**SELECTED PASSAGE:**
===============
An integrated and centralized data store model that enables stakeholders from throughout an organization to harvest and analyze data on the same platform continues to be the goal of many organizations from the Global 2000 as they strive to address the requirements of Big Data. However, with today’s decentralized and cloud based storage systems and data storage requirements for the Global 2000 reaching the petabyte and even exabyte levels, massive centralized single data store infrastructures with single points of failure such as Apache Hadoop may not the most effective long term solution.
Driven by social media, mobile computing devices and cloud computing, the volume of Electronically Stored Information (ESI) is increasing at an accelerating rate. As a result, organizations are not only faced with the unprecedented challenges in managing the costs and legal and compliance requirements associated with this increase in data, they are also now under pressure to analyze all of this new data to uncover competitive advantage for product marketing, sales, Enterprise Resource Management (ERM) and even Human Resource (HR) management.
===============
**SUPPLIED RECORDS:**

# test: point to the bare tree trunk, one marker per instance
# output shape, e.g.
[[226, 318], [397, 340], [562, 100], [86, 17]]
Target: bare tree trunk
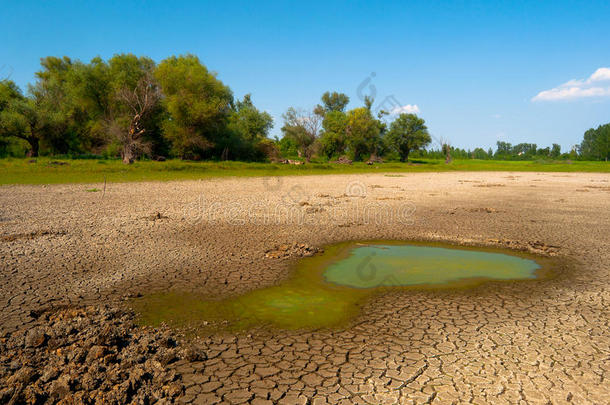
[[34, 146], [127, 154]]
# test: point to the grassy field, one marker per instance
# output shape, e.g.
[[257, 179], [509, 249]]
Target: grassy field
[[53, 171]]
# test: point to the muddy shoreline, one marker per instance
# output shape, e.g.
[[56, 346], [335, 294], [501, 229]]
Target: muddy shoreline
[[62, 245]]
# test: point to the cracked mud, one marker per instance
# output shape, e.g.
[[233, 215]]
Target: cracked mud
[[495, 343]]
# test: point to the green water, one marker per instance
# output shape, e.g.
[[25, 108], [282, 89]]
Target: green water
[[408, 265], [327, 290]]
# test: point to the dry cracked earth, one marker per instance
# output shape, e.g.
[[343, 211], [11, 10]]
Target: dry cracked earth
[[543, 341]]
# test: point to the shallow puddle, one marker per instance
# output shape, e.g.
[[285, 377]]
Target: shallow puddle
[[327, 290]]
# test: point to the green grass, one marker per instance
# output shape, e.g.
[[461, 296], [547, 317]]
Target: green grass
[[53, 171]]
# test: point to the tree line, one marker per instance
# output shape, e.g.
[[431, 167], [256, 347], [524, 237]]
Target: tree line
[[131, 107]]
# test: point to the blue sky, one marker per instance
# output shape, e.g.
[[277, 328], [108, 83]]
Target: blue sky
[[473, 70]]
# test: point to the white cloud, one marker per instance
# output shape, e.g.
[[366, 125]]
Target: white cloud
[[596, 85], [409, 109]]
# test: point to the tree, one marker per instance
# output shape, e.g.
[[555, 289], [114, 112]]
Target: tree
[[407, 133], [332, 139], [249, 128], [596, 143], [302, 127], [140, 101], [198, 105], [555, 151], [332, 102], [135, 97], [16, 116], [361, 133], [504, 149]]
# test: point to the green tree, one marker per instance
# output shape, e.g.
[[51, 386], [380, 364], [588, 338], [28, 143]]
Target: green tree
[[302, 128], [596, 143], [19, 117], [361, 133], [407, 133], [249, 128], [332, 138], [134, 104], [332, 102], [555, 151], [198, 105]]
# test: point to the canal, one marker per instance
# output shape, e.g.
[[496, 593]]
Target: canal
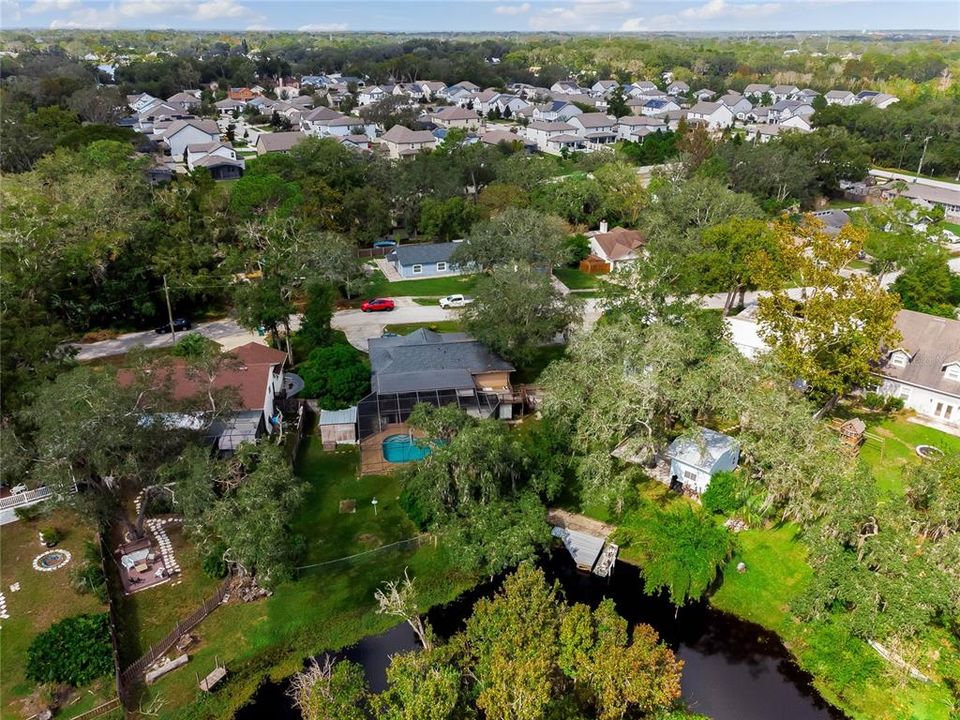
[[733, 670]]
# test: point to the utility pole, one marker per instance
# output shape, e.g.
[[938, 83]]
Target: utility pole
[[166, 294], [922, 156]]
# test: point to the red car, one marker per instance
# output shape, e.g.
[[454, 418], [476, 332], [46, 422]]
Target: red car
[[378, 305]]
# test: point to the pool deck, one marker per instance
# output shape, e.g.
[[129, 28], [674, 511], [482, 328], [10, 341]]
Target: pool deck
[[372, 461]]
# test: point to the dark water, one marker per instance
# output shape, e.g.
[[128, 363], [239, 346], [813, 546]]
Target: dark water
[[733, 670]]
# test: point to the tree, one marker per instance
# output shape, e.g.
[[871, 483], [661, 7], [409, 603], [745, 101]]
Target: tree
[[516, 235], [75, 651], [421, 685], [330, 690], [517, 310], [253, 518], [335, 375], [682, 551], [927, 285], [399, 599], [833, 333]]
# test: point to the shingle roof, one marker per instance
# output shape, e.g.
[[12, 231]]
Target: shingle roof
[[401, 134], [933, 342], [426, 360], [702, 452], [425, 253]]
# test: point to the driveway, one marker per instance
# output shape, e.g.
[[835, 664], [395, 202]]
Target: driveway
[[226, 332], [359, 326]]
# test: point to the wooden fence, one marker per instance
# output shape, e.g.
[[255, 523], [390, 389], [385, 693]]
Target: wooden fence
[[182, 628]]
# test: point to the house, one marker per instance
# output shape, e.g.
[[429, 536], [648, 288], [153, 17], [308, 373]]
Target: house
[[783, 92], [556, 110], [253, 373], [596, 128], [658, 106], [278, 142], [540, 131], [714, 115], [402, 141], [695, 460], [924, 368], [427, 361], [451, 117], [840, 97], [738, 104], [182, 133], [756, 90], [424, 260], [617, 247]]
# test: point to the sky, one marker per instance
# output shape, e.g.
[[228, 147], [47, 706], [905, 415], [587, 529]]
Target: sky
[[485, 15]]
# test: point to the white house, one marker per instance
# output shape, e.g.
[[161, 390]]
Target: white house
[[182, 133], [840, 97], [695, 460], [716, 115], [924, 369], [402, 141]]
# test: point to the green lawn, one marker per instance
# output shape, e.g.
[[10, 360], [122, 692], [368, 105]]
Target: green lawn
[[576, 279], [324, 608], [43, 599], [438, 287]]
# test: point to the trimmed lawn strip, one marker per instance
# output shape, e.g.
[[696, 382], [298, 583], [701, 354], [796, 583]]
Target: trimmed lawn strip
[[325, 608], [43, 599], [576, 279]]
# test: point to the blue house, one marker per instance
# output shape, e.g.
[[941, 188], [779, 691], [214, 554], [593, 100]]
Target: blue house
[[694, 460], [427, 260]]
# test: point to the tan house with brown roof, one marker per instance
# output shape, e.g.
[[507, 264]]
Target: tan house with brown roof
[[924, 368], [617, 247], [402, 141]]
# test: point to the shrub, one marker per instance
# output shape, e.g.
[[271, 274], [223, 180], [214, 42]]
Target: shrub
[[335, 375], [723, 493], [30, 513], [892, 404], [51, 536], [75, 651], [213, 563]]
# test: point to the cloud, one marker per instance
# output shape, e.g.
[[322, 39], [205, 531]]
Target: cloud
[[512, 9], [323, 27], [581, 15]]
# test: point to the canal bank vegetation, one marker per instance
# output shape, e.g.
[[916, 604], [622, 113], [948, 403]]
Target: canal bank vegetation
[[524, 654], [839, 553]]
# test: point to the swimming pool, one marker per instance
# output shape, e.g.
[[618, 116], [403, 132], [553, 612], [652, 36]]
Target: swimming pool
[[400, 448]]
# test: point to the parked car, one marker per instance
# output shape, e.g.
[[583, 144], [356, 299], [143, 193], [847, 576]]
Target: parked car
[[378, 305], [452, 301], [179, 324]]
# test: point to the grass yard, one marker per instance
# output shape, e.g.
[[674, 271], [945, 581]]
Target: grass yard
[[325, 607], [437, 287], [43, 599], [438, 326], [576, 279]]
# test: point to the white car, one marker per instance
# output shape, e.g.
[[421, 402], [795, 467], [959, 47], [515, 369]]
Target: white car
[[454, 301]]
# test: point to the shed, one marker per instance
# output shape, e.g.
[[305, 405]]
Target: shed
===============
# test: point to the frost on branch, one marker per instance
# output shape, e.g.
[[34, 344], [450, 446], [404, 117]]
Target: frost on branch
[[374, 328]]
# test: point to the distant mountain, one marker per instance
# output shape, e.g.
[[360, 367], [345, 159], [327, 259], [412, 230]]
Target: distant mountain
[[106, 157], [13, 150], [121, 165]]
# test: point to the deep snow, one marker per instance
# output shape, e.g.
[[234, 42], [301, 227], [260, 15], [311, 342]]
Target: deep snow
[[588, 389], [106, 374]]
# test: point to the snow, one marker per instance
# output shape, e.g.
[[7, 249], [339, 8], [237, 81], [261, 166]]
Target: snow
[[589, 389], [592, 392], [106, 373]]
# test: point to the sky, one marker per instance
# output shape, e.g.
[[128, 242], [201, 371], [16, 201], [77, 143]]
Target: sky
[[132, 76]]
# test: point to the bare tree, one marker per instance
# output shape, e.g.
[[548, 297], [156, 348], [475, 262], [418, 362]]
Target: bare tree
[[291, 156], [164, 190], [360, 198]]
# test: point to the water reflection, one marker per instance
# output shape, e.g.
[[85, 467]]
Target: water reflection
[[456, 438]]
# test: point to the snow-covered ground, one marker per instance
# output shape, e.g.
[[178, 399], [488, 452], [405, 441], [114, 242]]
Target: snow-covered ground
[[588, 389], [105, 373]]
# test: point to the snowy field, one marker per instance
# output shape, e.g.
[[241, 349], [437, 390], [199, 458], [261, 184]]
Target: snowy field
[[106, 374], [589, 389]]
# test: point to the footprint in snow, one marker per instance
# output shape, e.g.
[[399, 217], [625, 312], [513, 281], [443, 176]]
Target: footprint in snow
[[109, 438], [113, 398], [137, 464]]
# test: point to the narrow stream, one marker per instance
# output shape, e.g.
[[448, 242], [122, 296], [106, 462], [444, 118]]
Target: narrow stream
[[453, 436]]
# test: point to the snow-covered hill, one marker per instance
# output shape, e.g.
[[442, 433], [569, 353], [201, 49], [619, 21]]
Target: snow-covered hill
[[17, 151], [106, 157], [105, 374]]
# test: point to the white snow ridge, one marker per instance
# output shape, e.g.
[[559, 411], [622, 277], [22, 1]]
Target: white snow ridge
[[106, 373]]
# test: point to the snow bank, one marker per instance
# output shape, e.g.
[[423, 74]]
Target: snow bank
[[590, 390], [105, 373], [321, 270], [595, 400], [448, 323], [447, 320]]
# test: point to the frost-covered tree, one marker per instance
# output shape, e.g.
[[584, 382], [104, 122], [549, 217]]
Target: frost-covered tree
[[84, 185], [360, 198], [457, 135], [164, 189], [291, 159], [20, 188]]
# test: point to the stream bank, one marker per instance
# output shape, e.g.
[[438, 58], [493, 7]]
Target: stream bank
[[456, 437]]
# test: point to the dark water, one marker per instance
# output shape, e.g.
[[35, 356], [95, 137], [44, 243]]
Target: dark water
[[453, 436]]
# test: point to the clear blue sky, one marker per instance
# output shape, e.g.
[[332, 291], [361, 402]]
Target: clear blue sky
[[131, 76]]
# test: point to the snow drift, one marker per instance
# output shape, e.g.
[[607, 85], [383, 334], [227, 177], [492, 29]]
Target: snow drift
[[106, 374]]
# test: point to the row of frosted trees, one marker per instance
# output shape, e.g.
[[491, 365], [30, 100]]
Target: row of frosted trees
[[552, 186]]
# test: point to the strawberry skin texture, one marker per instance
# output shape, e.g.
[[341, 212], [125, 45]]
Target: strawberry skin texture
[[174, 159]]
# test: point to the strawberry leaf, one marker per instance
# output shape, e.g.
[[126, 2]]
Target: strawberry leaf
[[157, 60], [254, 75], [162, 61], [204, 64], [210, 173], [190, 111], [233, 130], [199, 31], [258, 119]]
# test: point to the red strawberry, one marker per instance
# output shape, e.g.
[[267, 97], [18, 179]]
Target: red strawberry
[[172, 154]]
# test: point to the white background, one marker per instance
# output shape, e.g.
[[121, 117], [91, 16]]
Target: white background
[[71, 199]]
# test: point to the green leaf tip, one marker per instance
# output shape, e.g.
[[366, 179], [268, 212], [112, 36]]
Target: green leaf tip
===============
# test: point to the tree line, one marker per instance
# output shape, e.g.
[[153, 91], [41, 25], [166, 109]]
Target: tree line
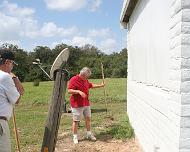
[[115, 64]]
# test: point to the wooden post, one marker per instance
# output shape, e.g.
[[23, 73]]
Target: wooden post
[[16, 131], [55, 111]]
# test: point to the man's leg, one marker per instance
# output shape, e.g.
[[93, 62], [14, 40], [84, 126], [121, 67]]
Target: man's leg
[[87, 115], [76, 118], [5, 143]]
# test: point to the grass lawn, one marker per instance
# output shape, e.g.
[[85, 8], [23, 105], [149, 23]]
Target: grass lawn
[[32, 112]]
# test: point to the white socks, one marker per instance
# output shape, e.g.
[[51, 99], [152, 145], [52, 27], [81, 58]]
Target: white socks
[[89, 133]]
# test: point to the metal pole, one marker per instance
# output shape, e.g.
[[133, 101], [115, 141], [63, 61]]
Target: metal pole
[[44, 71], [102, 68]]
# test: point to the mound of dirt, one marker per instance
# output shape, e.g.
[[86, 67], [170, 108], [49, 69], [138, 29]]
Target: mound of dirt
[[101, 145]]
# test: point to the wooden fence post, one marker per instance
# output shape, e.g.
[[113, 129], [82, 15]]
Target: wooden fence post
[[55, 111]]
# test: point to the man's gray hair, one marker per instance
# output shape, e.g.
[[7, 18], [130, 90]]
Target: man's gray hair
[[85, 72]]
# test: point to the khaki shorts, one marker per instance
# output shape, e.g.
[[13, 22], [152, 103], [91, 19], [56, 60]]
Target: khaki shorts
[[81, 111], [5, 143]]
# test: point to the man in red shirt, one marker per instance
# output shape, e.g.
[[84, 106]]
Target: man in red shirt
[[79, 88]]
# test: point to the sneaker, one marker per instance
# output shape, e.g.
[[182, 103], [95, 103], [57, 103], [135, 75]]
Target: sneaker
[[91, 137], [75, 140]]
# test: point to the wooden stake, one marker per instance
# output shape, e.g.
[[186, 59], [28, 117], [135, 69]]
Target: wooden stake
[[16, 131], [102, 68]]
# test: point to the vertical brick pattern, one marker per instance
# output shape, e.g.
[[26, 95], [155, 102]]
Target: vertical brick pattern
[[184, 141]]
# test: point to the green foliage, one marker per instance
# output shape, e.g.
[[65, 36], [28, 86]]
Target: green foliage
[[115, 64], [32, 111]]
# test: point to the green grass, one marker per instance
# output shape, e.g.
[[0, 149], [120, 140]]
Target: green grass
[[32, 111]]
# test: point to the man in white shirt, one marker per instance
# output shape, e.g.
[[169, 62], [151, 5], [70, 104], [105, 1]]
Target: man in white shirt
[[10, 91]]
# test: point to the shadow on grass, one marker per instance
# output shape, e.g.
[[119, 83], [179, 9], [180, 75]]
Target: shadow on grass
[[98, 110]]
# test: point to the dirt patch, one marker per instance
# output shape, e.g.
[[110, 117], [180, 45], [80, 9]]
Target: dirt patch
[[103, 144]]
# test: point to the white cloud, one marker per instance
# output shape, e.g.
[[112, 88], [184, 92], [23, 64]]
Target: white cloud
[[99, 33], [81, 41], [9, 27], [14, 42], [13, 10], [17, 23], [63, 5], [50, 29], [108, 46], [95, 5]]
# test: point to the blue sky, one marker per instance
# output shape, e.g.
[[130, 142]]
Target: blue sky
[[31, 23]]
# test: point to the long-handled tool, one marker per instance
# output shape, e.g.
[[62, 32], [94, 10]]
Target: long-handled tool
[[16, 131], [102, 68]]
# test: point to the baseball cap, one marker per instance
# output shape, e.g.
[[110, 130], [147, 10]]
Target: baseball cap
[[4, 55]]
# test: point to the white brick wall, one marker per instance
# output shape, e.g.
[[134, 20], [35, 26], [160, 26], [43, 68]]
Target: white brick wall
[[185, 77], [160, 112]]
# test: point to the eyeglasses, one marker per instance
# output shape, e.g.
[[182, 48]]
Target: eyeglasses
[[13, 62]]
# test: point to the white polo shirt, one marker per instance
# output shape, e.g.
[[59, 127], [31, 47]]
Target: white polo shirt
===============
**REQUIRED WORK:** Quote the stretch of the Big Data storage passage above from "Driven by social" through "Resource (HR) management.".

**YOUR SOLUTION:**
Driven by social media, mobile computing devices and cloud computing, the volume of Electronically Stored Information (ESI) is increasing at an accelerating rate. As a result, organizations are not only faced with the unprecedented challenges in managing the costs and legal and compliance requirements associated with this increase in data, they are also now under pressure to analyze all of this new data to uncover competitive advantage for product marketing, sales, Enterprise Resource Management (ERM) and even Human Resource (HR) management.